• SUPPLIED TEXT:
OPQA/POSITIVE EDGEWIDTH BELOW MINIMUM: invoke subroutine SHEDBW
to test bundle with requested edge width = minew/2
expected edge width = minew
pass/fail depending on return code from SHEDBW
TEST: #SR 3 4 5 6 45 46 48
"A requested negative edgewidth scale factor should be
realized as the minimum."
OPQA/NEGATIVE EDGEWIDTH: invoke subroutine SHEDBW to test
bundle with requested edge width = -maxew-100
expected edge width = minew
pass/fail depending on return code from SHEDBW
OPQA/POSITIVE EDGEWIDTH ABOVE MAXIMUM: invoke subroutine SHEDBW
to test requested edge width = maxew*2
expected edge width = maxew
if abort indicated
message about edge width too big for the screen
else
TEST: #SR 3 4 5 6 45 46 48
"A requested edgewidth scale factor above the maximum
available should be realized as the maximum."
pass/fail depending on return code from SHEDBW
endif
*** *** *** edge color index *** *** ***
TEST: #SR 3 4 5 6 49 50 51
"A defined edge color index should cause the addressed
entry in the color table to be used when rendering a
edge."
bckcol = background color = realized color spec for entry #0
forcol = foreground color = realized color spec for entry #1
szcolt = maximum size of color table (including entry #0)
numdis = number of edges to be drawn = min(8, szcolt, szbt)
edcol = random permutation of #0,#1, and numdis-2 random choices
from entries #2 to #szcolt-1
visdx = from edcol, randomly select an entry to be made visible
but not the one that contains 0, since this may not be
re-settable.
for ix = 1 to numdis
set entry edcol(ix) in color table to bckcol
<set edge representation>:
index = ix
edgeflag = ON
edgetype = 1
edgewidth = 1.0
color = edcol(ix)
next ix
set entry edcol(visdx) in color table to forcol
Display bundles 1 thru numdis and label them
OPQA/DEFINED EDGE COLOR INDICES: which triangle is visible?
pass/fail depending on
(response = triangle with edge colored by visdx)
end_def_col:
TEST: #SR 3 4 5 6 49 50 52
"An undefined edge color index should cause entry number 1
in the color table to be used when rendering an edge."
set entry #1 in color table opposite from BCKCOL
set entry #1 different from FORCOL - make sure undefined default
to *current* color-rep of #1, not just a predefined color.
explct = number of explicit edges of color #1 = random integer
from 0 to min(4, szbt-3)
u1,u2,u3 = 3 undefined, positive color indices - all greater
than maximum defined entry in color table
draw star with color #1
set up bundles 1 thru 3 to:
edgeflag = ON, edgetype=1, width=1, color index= undf(1,2,3)
set up bundles 4 thru (explct+3) to:
edgeflag = ON, edgetype=1, width=1, color index=1
display in random order bundles #1 thru explct+3
OPQA/UNDEFINED EDGE COLOR INDICES: how many rectangles have edges
the same color as the star?
pass/fail depending on response = 3+explct
END PROGRAM 12

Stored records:
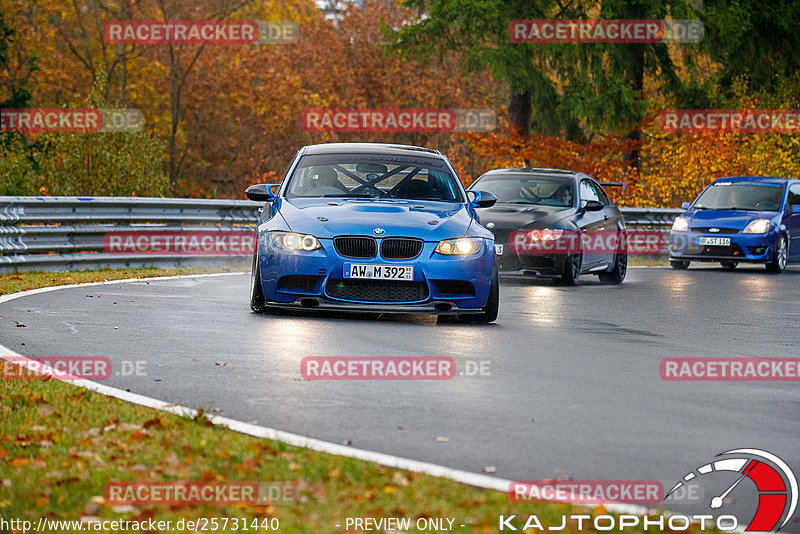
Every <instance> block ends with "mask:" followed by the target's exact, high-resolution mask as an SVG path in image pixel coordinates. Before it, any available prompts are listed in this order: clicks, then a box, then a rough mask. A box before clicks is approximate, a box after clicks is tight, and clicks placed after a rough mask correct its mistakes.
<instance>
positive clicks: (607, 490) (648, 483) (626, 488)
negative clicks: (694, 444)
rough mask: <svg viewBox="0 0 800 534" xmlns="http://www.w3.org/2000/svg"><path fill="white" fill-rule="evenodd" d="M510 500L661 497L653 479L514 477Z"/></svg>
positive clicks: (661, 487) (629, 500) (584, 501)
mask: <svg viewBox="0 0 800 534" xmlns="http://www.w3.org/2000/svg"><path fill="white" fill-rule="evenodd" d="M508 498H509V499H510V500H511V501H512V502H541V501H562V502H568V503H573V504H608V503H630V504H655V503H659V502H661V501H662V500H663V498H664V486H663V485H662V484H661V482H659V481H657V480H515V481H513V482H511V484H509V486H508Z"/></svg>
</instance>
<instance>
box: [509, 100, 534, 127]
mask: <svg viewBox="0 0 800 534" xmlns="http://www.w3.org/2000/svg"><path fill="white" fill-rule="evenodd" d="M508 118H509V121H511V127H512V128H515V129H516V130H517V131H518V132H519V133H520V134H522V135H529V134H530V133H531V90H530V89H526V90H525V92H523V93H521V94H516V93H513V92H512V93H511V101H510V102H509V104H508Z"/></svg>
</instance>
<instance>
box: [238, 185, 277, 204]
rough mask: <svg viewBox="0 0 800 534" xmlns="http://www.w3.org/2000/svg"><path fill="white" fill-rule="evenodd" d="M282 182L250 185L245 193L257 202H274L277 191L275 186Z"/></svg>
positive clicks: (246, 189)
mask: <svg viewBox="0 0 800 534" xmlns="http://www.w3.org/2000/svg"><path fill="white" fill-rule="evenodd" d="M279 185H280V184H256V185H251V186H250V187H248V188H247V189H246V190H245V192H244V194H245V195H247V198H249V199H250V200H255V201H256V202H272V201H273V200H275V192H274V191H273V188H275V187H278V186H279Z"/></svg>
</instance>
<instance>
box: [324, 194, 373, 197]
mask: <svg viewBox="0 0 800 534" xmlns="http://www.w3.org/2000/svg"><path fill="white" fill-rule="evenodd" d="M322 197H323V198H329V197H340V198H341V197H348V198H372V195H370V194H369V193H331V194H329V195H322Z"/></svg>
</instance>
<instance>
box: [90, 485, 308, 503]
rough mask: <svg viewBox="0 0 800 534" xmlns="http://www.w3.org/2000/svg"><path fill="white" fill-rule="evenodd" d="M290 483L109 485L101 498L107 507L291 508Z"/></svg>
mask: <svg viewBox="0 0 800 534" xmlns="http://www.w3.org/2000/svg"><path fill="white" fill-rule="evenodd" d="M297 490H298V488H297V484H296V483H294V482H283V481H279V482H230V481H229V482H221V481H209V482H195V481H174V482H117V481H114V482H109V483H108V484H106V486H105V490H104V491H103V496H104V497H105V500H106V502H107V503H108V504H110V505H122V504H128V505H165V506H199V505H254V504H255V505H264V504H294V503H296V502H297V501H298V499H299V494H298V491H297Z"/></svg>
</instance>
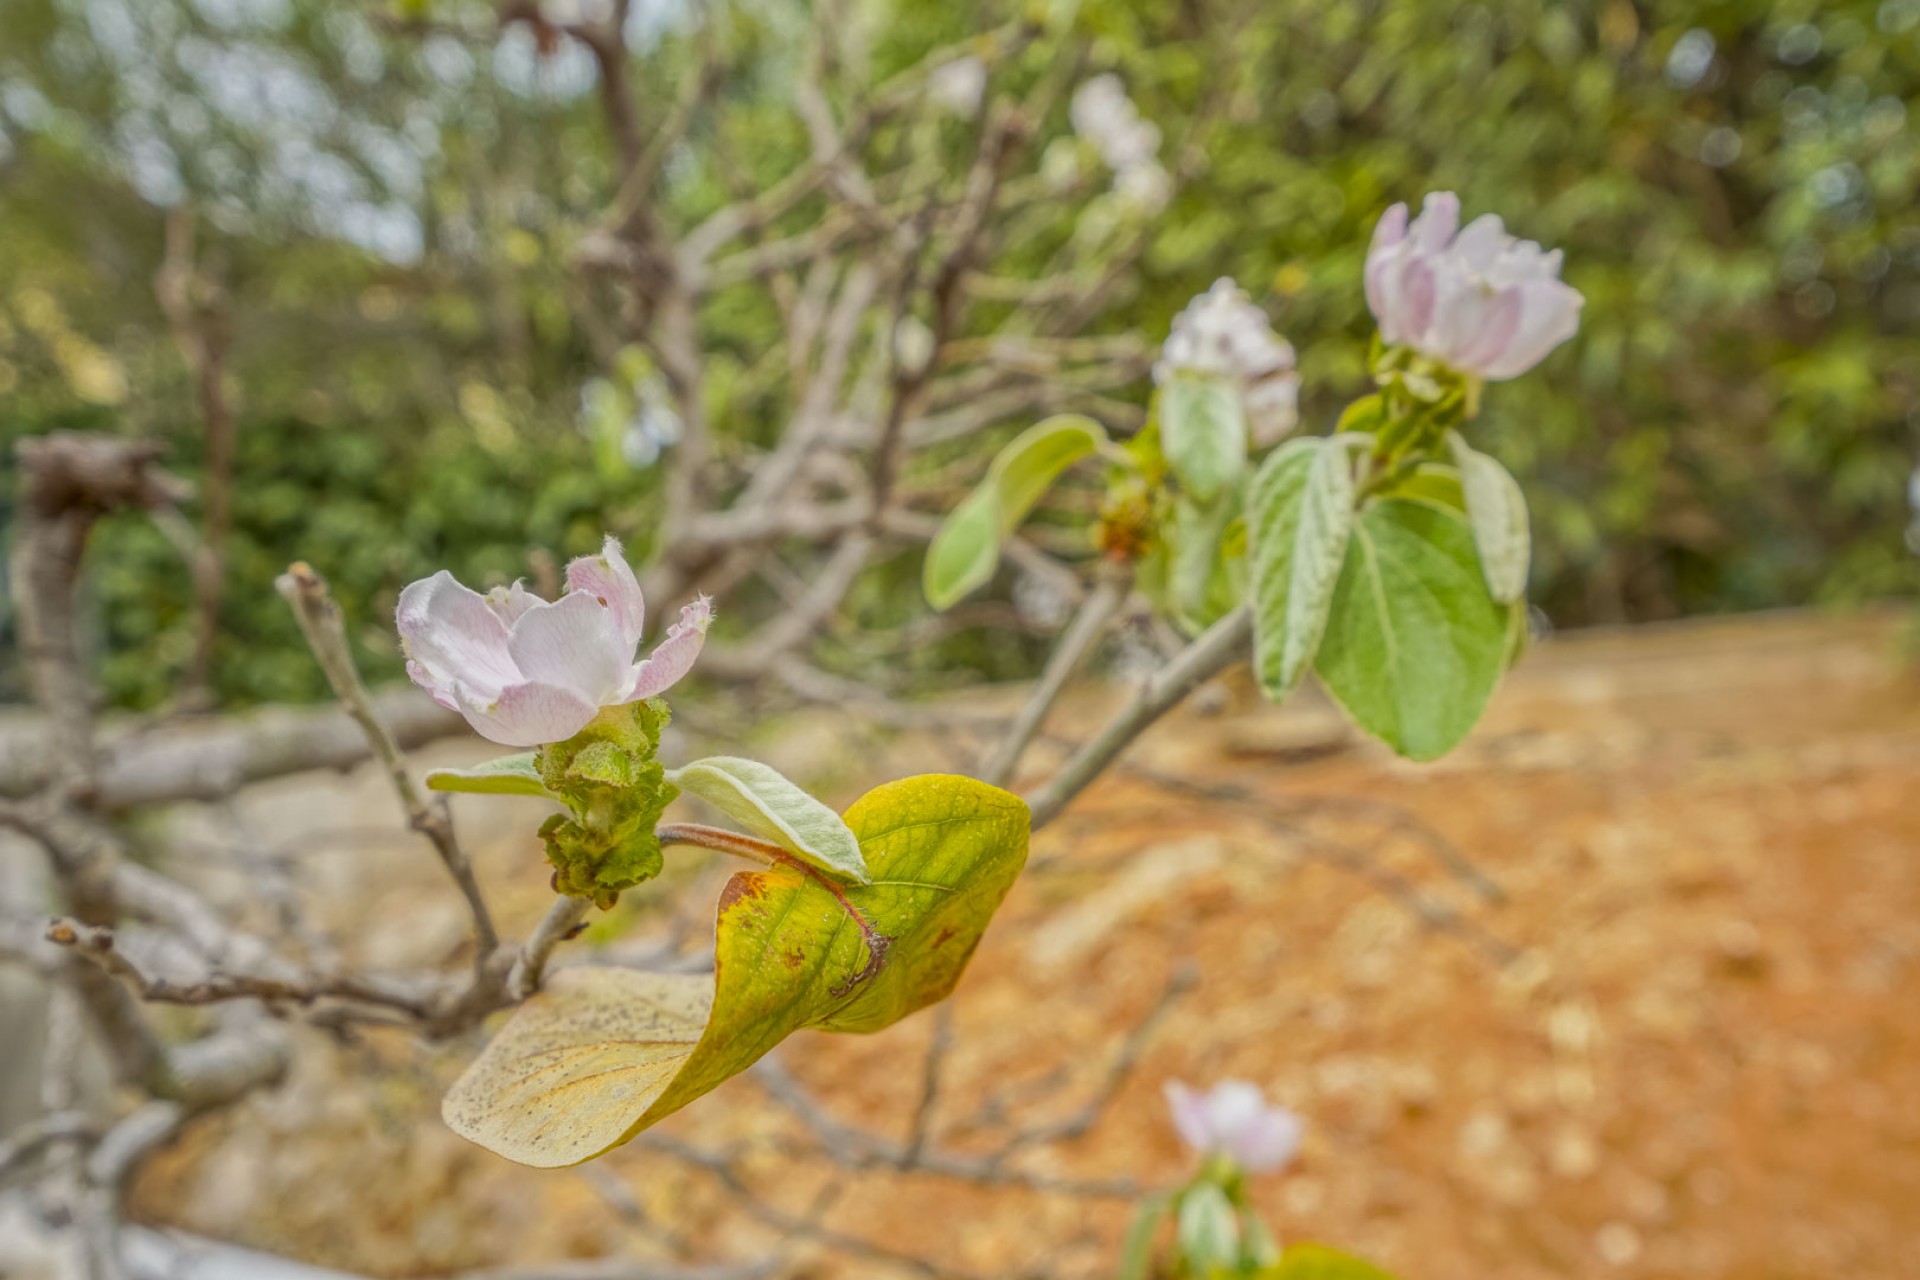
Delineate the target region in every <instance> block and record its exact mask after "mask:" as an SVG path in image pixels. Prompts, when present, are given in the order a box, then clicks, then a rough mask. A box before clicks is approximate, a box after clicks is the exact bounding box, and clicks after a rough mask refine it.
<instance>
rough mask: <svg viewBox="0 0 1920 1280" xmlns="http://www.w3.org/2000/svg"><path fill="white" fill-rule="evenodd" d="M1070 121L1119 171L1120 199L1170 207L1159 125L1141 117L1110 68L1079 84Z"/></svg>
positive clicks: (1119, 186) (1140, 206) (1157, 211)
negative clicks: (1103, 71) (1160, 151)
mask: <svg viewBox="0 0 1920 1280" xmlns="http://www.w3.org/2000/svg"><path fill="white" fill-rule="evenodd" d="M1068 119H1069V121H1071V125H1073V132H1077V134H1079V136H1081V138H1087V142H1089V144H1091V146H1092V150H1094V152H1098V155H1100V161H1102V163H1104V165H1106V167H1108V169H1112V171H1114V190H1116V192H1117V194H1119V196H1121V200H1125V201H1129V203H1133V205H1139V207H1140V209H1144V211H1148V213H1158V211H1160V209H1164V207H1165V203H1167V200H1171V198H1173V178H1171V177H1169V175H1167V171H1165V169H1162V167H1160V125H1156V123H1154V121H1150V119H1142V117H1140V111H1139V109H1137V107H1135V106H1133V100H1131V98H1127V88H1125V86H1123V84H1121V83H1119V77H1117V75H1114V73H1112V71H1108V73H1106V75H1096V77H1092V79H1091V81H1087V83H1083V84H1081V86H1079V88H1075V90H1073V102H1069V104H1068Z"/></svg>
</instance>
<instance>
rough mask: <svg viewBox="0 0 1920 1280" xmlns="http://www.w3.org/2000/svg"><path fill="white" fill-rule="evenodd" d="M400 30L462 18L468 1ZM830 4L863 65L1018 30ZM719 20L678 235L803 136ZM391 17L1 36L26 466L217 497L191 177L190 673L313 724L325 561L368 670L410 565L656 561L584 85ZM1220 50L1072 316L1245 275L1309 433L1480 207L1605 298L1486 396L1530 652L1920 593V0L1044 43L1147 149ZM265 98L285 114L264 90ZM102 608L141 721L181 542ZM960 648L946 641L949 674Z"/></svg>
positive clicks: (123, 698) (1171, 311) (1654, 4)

• WORK REQUEST:
Check each statement against the edge width and color test text, answering yes or no and quoting the words of the text that decide it. 1. A requested negative edge width scale factor should be realized as the minimum. 2. The entry chosen to be made visible may be the one that contains 0. 3. An undefined edge color index should cause entry number 0 in the color table to be used.

• ANSWER FOR THIS EXERCISE:
1. Yes: "A requested negative edgewidth scale factor should be realized as the minimum."
2. No: "but not the one that contains 0, since this may not be re-settable."
3. No: "An undefined edge color index should cause entry number 1 in the color table to be used when rendering an edge."